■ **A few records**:
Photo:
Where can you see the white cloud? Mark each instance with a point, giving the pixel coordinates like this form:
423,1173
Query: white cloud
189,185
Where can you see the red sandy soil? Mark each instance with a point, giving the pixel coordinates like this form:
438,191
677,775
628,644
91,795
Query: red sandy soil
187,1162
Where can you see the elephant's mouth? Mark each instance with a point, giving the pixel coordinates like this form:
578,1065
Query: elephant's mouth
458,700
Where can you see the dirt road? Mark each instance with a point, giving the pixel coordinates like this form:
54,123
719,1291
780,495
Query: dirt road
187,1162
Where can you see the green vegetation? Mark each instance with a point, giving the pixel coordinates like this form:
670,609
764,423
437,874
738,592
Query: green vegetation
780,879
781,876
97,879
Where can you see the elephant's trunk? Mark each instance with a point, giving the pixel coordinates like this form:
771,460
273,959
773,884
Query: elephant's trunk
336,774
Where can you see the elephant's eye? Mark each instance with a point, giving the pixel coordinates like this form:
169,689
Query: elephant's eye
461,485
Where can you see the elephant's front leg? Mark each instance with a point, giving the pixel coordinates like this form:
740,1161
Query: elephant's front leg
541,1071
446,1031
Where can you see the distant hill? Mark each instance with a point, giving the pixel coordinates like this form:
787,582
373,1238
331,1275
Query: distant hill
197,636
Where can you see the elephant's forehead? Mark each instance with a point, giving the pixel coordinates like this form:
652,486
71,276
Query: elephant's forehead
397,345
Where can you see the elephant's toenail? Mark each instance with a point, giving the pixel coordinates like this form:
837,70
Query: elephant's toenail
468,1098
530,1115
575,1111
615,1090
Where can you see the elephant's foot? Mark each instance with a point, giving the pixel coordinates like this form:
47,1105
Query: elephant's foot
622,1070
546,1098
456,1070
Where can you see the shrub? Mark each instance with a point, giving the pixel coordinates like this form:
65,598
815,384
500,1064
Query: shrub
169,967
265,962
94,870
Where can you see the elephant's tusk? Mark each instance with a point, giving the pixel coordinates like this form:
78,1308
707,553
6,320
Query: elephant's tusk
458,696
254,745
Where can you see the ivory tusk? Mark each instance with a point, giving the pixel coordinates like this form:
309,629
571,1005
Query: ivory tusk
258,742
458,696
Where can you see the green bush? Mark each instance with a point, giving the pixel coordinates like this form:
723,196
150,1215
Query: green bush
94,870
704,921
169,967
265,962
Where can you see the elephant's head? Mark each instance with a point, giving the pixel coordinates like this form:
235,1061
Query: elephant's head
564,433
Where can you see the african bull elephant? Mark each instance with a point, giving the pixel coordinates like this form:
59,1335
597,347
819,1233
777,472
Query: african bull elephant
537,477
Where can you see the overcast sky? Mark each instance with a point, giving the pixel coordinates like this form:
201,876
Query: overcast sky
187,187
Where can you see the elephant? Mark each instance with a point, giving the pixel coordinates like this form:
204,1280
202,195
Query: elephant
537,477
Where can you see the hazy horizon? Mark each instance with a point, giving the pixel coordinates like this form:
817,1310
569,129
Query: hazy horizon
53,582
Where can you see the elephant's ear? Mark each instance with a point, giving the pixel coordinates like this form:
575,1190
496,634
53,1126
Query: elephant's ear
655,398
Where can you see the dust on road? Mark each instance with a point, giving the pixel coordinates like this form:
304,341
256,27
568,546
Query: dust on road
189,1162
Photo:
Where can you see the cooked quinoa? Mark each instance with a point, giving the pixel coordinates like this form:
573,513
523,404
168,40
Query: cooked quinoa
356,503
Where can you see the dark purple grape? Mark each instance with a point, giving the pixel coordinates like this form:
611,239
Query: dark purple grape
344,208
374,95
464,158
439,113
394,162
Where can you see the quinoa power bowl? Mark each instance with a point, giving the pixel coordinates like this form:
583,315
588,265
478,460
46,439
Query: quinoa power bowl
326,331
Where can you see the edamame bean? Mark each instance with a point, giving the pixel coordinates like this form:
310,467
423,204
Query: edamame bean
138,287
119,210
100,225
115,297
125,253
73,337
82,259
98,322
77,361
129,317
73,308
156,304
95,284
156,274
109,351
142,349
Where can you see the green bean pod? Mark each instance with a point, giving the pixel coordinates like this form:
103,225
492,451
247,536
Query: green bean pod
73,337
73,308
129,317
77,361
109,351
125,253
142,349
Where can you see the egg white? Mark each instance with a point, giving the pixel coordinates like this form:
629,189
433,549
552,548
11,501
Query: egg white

■ **Required work**: Lay out the lines of the material as a Markdown table with the columns "Row" and "Line", starting with the line containing "Where can you see the egg" and going on through the last line of the material. Number each row, and skip any blank lines.

■ **Solution below**:
| Row | Line |
|---|---|
| 1 | Where can you see the egg white? Mark each instance with a point, giving the pixel coordinates like this form: |
| 2 | 629,189 |
| 3 | 433,549 |
| 4 | 552,548 |
| 5 | 11,501 |
| 6 | Query: egg white |